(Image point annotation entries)
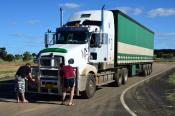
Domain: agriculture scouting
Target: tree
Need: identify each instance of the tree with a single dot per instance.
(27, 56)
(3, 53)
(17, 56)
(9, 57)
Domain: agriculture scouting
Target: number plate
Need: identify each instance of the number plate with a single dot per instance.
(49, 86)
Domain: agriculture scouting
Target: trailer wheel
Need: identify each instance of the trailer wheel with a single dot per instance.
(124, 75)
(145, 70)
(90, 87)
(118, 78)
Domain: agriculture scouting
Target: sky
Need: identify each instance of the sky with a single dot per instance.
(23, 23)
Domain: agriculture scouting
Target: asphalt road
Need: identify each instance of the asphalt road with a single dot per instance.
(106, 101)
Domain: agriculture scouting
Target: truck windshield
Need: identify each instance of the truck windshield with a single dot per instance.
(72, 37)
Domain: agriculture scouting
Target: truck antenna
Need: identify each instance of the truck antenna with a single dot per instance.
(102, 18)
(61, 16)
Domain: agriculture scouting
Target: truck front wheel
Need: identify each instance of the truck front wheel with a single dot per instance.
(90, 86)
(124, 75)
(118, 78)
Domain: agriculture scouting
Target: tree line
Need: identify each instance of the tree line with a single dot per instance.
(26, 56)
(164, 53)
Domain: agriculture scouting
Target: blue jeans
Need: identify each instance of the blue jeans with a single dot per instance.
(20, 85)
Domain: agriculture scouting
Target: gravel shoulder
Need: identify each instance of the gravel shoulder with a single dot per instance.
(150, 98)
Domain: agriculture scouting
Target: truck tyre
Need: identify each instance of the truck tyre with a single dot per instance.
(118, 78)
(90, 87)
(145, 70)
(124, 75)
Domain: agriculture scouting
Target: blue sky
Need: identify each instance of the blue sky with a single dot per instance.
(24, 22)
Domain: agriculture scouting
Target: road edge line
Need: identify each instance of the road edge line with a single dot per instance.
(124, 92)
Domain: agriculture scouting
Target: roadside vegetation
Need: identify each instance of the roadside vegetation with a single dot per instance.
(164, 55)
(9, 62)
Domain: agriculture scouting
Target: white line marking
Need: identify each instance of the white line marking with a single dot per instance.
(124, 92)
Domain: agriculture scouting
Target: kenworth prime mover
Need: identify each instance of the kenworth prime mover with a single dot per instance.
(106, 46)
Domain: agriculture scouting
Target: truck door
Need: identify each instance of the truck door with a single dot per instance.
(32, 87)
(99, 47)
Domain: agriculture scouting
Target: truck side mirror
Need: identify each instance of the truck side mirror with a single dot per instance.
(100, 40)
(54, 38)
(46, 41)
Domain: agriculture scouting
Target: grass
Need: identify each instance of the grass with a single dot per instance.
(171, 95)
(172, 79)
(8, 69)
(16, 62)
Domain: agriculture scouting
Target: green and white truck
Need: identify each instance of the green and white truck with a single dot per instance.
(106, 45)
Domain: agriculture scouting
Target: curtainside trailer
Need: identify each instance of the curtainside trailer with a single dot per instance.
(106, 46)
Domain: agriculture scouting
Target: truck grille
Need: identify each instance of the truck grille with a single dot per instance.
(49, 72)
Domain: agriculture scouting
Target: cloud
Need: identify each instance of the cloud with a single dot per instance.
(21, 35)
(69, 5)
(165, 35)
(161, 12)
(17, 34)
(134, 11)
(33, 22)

* Directions for this task: Without the pictures, repeat the listing above exactly.

* Finished task:
Domain: agriculture scouting
Target: tree
Need: identify each instance of the tree with a single dot per instance.
(27, 56)
(3, 53)
(17, 56)
(9, 57)
Domain: agriculture scouting
Target: number plate
Need: identify each instance of the number plate with a single dot per instance.
(49, 86)
Domain: agriculture scouting
Target: trailer wheel
Need: identify each instance of the trailer wheel with a single dot per instance.
(124, 75)
(145, 70)
(90, 87)
(118, 78)
Domain: agriculture scouting
Target: sky
Need: identify each instance of the sky with a single dot per instance.
(23, 23)
Domain: agriculture scouting
Target: asphalt road
Need: identify each instance of the asphalt road with a single dot per instance.
(106, 101)
Domain: agriculture scouting
Target: truck windshield
Need: identify each instance of the truck windshield with a single dot per instance.
(72, 37)
Domain: agriculture scouting
Target: truck antenna
Need: identify each instance of the truck antenna with a single dot per instance.
(102, 18)
(61, 16)
Domain: agriculture scouting
Target: truck front wheel
Need: identify each instance of the truck front wheel with a single dot per instance.
(90, 86)
(124, 75)
(118, 78)
Domain: agriculture scouting
Target: tree line
Need: identify each instance of the tree line with a single dot per instance.
(26, 56)
(164, 53)
Domain: agriculture scouting
Target: blue jeans
Need: identify each instance of the blue jeans with a single dot per instance.
(20, 85)
Domain: agriculture scouting
Target: gravel shoulder
Need: identify each instance of the gravel shoulder with a single dot per instance.
(150, 98)
Domain: agriculture scouting
Target: truck tyre
Need: identify each instance of the truck tyre with a single dot per instance.
(118, 78)
(90, 87)
(145, 70)
(124, 75)
Domain: agriculture scouting
Target: blue sky
Need: identify each instance of the blue sky with a single dot per instance.
(24, 22)
Domain: agriculture scouting
Target: road edge line
Need: identify each instance of the road edge line with a single dot per instance.
(124, 92)
Domain: agriculture scouting
Target: roadside vegetation
Need: identify each instance of the roadside vegetation with a single dot per instance.
(164, 55)
(9, 62)
Domain: agriculture scouting
Target: white line marking
Need: identify each instance of the white line marking with a single dot per instance.
(124, 92)
Domain: agriculture scouting
Target: kenworth prime mover
Need: identify each instance of the kenworth prime mover with a single dot per instance.
(106, 46)
Domain: agriculture scouting
Target: truck door
Need: identify each instance of the truck door with a single dot per instance.
(32, 87)
(99, 47)
Domain: agriculture scouting
Target: truck side mirror
Need: identify each instance of the truck side mirror with a single dot per instance.
(100, 40)
(54, 38)
(46, 41)
Domain: agriculture scouting
Target: grass
Need: identify each instance of the grass with a single dot per instance.
(171, 95)
(172, 79)
(8, 69)
(16, 62)
Domain: agriculture scouting
Target: green and white truck
Need: identify each instance of the green and white truck with a single dot per instance.
(106, 45)
Domain: agriculture scouting
Target: curtainside trailer
Need: identify each instance of the curtainside trailer with a single dot per instance.
(106, 46)
Domain: agriculture scouting
Target: truck grille
Need: identify each instance of the truck grille with a single dot per instance.
(49, 72)
Domain: agriculture scouting
Target: cloud
Need: identify each instance of the cloud with a single dot per instance.
(21, 35)
(69, 5)
(165, 35)
(161, 12)
(17, 34)
(134, 11)
(33, 22)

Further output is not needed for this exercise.